EXERCISE TASK 1: According to the tax accounting text, which accounting standard governs how the Company accounts for uncertainty in income taxes?
EXERCISE TASK 2: Reproduce the tax accounting text from "The Company records" to "consolidated financial position.", changing "prudent" to "reasonable".

TEXT:
******************************
The Company records valuation allowances to reduce deferred tax assets to the amount that is more likely than not to be realized. Significant judgment is applied when assessing the need for valuation allowances. Areas of estimation include the Company's consideration of future taxable income and ongoing prudent and feasible tax planning strategies. Should a change in circumstances lead to a change in judgment about the utilization of deferred tax assets in future years, the Company would adjust related valuation allowances in the period that the change in circumstances occurs, along with a corresponding increase or charge to income. Changes in recognized tax benefits and changes in valuation allowances could be material to the Company's results of operations for any period, but is not expected to be material to the Company's condensed consolidated financial position.
The Company accounts for uncertainty in income taxes under the provisions of ASC 740. These provisions clarify the accounting for uncertainty in income taxes recognized in an enterprise's financial statements, and prescribe a recognition threshold and measurement criteria for the financial statement recognition and measurement of a tax position taken or expected to be taken in a tax return. The provisions also provide guidance on de-recognition, classification, interest, and penalties, accounting in interim periods, disclosure, and transition. The potential interest and/or penalties associated with an uncertain tax position are recorded in provision for income taxes on the condensed consolidated statements of income. Please refer to Note 11 for further discussion regarding these provisions. Income taxes are accounted for using an asset and liability approach that requires the recognition of deferred tax assets and liabilities for the expected future tax consequences of events that have been included in the financial statements. Under this method, deferred tax assets and liabilities are determined based on the differences between the financial statement and tax basis of assets and liabilities using enacted tax rates in effect for the year in which the differences are expected to reverse. The effect of a change in tax rates on deferred tax assets and liabilities is recognized in income in the period that includes the enactment date. A valuation allowance is provided when it is more likely than not that some portion or all of the net deferred tax assets will not be realized. The factors used to assess the likelihood of realization include the Company's forecast of the reversal of temporary differences, future taxable income and available tax planning strategies that could be implemented to realize the net deferred tax assets. Failure to achieve forecasted taxable income in applicable tax jurisdictions could affect the ultimate realization of deferred tax assets and could result in an increase in the Company's effective tax rate on future earnings.
******************************
INFORMATION SHOWN:
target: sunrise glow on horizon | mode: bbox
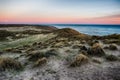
[0,0,120,24]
******************************
FINISHED ANSWER 1: ASC 740

FINISHED ANSWER 2:
The Company records valuation allowances to reduce deferred tax assets to the amount that is more likely than not to be realized. Significant judgment is applied when assessing the need for valuation allowances. Areas of estimation include the Company's consideration of future taxable income and ongoing reasonable and feasible tax planning strategies. Should a change in circumstances lead to a change in judgment about the utilization of deferred tax assets in future years, the Company would adjust related valuation allowances in the period that the change in circumstances occurs, along with a corresponding increase or charge to income. Changes in recognized tax benefits and changes in valuation allowances could be material to the Company's results of operations for any period, but is not expected to be material to the Company's condensed consolidated financial position.